→ Enunciado
Diga se cada afirmação a seguir está de acordo com o texto sobre o Desenrola 2.0, respondendo sim ou não e citando literalmente as palavras do texto que decidem a resposta: (a) o anúncio do programa será feito pelo ministro da Fazenda; (b) o saque do FGTS dentro do programa terá limite; (c) o ministro se reuniu com representantes do Citibank pela manhã.

O novo programa Desenrola, chamado de Desenrola 2.0, deve ser anunciado nesta semana pelo presidente Luiz Inácio Lula da Silva. A iniciativa prevê o uso do Fundo de Garantia do Tempo de Serviço (FGTS) para a renegociação de dívidas das famílias.

A informação foi confirmada nesta segunda-feira (27) pelo ministro da Fazenda, Dario Durigan, em São Paulo, após reuniões com representantes do setor bancário.

“A gente segue trabalhando com a possibilidade de usar o fundo de garantia”, disse o ministro.

Durigan adiantou, no entanto, que o uso do FGTS terá limites definidos no programa.

“A limitação que vai ter para garantia do próprio fundo é um percentual do saque. Então é um saque limitado dentro do programa, vinculado ao pagamento das dívidas do programa, mas não necessariamente sendo maior do que a dívida”, explicou.

Durante a manhã, o ministro se reuniu com banqueiros na capital paulista, além do presidente da Federação Brasileira de Bancos, Isaac Sidney. Participaram ainda os presidentes de instituições como BTG Pactual, Itaú Unibanco, Santander, Bradesco e Nubank. À tarde, o ministro também se encontrou com representantes do Citibank.

“Estamos hoje concluindo as conversas com as instituições financeiras para entregar ao presidente, essa semana, o programa de renegociação das dívidas das famílias brasileiras. Estou voltando para Brasília amanhã e falarei com o presidente para que o anúncio seja feito, possivelmente, ainda esta semana pelo presidente”, disse ele a jornalistas.

Segundo o ministro, o novo Desenrola busca reduzir os níveis de inadimplência no país, em um cenário de juros ainda elevados, mas com expectativa de queda nos próximos meses.

“O programa tem aquela linha geral de exigir reduções de uma dívida que as famílias brasileiras mais sofrem hoje como o cartão de crédito, o CDC (crédito direto ao consumidor) e o cheque especial”, explicou.

Além disso, o governo prevê aporte do Fundo Garantidor de Operações (FGO) para sustentar a renegociação.

“Vai ter um aporte no FGO também, isso está previsto nas medidas que a gente vai colocar. Vai ser o suficiente para a gente garantir a renegociação de quem quiser fazer essa renegociação”, declarou.

→ Dados fornecidos
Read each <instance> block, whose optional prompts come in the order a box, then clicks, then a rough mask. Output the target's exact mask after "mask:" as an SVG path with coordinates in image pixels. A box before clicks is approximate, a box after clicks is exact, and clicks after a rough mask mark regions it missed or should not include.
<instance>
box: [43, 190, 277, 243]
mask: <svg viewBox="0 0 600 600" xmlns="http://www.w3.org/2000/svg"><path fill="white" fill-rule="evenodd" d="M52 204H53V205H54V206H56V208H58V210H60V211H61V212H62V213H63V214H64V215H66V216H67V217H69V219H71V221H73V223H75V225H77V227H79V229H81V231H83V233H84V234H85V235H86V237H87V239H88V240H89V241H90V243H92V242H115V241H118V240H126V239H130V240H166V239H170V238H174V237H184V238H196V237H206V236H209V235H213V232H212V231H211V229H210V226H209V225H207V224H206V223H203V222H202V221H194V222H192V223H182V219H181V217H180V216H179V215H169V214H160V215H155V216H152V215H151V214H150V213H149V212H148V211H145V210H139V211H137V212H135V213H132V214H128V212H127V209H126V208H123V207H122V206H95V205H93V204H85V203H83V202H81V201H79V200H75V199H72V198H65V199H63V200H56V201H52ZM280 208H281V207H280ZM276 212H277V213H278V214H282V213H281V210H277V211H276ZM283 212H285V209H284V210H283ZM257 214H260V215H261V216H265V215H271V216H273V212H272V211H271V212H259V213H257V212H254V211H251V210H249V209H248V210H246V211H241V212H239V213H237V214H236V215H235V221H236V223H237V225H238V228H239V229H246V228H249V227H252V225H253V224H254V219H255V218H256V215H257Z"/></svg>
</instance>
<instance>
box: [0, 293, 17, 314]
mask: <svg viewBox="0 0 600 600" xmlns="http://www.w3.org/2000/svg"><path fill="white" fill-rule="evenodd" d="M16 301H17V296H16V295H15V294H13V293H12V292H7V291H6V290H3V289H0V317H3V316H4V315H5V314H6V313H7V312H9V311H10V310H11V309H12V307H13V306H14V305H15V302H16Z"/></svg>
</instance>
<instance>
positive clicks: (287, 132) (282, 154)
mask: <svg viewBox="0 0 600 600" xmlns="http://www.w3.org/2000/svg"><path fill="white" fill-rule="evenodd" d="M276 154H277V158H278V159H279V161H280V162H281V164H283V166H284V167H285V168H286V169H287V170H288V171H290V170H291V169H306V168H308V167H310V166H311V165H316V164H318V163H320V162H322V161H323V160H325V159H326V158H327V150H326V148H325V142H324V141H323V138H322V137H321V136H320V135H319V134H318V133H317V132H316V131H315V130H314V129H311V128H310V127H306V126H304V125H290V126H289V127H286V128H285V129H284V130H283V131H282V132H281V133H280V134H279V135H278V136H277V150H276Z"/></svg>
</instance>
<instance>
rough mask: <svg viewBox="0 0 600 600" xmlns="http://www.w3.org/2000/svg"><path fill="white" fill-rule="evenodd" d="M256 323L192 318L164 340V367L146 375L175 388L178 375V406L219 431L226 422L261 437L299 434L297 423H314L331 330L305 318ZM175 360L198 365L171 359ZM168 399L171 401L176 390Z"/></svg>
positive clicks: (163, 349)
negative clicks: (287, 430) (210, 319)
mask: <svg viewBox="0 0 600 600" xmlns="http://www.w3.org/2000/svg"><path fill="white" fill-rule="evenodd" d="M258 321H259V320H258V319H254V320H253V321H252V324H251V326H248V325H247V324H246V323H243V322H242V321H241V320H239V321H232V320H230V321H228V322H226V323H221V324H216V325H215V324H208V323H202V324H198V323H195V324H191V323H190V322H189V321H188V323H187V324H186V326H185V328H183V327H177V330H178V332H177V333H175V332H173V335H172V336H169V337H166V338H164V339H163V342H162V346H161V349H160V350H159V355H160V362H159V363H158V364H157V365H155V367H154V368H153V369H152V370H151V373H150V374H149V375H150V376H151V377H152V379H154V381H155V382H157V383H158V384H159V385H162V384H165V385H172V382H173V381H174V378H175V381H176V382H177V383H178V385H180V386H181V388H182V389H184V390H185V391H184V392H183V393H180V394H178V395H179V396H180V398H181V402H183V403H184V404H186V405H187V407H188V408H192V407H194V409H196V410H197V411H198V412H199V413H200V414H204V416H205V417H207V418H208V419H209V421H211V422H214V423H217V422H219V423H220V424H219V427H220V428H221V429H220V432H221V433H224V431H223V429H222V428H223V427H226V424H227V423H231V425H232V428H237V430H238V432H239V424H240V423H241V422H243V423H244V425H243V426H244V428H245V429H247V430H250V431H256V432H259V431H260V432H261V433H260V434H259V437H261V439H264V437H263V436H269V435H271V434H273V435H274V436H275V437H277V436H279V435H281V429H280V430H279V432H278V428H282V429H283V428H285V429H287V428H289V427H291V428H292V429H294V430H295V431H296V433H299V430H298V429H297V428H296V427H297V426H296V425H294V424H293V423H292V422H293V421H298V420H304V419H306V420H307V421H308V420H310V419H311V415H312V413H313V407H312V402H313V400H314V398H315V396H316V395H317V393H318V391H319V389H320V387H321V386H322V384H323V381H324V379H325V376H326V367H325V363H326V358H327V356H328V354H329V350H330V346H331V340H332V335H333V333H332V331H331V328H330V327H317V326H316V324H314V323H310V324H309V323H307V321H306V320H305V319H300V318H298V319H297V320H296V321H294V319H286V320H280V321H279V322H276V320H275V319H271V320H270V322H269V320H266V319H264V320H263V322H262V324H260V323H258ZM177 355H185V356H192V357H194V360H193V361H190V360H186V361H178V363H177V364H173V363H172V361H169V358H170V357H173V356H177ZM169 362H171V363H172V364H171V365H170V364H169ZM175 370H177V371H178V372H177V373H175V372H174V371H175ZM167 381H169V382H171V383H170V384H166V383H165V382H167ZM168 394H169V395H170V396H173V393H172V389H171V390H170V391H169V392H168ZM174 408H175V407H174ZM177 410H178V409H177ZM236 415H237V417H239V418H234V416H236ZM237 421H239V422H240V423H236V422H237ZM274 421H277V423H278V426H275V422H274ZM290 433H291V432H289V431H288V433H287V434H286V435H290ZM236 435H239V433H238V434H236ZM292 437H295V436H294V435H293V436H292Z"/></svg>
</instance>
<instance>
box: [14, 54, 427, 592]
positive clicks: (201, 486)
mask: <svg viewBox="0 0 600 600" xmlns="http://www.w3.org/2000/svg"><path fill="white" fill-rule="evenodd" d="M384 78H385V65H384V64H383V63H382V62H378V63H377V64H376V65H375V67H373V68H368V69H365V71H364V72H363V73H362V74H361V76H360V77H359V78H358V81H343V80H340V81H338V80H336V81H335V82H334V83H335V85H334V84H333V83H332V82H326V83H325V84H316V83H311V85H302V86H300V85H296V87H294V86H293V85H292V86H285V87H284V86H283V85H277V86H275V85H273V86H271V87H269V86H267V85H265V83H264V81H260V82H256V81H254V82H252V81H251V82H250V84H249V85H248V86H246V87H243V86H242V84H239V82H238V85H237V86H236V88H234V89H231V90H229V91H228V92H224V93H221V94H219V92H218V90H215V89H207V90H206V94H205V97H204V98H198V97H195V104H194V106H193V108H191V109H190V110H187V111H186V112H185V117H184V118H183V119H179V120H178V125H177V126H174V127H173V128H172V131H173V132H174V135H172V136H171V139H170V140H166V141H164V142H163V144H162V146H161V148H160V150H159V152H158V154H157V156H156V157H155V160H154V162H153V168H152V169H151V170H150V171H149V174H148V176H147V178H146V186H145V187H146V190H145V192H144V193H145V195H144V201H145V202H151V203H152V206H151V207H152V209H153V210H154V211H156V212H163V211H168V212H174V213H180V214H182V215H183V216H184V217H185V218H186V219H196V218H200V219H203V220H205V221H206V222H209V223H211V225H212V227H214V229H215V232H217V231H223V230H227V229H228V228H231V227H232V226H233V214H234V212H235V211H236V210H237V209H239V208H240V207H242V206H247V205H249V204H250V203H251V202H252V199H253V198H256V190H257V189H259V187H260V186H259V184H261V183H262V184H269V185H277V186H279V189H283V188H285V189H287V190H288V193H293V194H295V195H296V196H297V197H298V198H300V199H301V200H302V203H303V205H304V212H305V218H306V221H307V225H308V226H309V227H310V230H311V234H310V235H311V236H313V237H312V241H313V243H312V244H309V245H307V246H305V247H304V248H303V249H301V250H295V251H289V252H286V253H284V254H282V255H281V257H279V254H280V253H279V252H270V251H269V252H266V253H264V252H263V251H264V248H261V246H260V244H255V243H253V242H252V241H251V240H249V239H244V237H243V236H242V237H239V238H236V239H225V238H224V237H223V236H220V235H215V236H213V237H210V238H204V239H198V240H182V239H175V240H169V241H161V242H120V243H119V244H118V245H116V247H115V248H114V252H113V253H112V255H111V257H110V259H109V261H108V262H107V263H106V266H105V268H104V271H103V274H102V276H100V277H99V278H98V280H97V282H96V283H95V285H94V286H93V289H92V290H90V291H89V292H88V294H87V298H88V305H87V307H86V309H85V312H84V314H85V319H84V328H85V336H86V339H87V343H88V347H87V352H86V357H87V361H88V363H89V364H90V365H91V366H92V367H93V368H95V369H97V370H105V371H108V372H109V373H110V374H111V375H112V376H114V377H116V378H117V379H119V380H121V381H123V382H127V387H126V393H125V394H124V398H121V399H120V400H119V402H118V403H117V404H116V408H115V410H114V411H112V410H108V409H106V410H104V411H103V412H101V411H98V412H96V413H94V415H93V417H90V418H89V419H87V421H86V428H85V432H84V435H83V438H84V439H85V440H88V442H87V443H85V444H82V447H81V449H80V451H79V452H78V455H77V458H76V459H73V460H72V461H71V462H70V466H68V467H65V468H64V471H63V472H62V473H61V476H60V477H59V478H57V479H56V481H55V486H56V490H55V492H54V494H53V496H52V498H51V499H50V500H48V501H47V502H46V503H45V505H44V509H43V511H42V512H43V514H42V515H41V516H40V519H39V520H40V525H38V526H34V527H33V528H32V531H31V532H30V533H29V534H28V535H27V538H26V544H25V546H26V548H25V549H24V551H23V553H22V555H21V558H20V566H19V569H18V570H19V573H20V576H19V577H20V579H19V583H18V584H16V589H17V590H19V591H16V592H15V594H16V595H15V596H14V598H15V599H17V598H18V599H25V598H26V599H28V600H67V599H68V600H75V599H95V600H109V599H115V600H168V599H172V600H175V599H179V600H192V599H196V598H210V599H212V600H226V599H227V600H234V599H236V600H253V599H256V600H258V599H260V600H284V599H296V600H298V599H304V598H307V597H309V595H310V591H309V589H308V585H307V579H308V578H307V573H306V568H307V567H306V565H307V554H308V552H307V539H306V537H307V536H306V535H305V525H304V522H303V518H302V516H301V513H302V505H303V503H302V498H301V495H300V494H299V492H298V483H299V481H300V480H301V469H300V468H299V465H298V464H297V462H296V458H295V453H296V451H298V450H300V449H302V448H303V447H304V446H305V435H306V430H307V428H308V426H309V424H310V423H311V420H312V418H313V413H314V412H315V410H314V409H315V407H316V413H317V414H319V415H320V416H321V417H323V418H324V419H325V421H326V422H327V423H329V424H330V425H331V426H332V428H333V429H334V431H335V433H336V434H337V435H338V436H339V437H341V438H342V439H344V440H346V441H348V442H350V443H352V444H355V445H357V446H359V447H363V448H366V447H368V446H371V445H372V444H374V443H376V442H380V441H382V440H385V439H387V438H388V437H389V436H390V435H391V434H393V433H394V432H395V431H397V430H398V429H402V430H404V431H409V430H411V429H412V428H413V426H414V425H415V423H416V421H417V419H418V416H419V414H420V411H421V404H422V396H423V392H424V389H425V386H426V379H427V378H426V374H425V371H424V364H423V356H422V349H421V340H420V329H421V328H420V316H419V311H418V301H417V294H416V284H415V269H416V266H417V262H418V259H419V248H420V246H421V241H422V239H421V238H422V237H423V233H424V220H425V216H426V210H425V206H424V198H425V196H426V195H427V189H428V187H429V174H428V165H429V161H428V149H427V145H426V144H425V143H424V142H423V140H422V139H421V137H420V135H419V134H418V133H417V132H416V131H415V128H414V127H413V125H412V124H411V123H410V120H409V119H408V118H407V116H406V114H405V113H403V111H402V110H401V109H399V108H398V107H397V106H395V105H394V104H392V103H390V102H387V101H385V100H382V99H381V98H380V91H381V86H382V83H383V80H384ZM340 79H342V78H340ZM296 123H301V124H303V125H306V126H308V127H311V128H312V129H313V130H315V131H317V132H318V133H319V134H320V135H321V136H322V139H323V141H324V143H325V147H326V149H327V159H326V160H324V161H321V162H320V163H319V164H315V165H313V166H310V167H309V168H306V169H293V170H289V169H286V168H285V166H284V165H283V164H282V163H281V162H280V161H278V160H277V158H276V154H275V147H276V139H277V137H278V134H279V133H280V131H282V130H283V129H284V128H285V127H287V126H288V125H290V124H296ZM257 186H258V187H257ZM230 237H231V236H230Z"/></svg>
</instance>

→ Resposta
(a) Não: “deve ser anunciado nesta semana pelo presidente Luiz Inácio Lula da Silva”.
(b) Sim: “Então é um saque limitado dentro do programa”.
(c) Não: “À tarde, o ministro também se encontrou com representantes do Citibank”.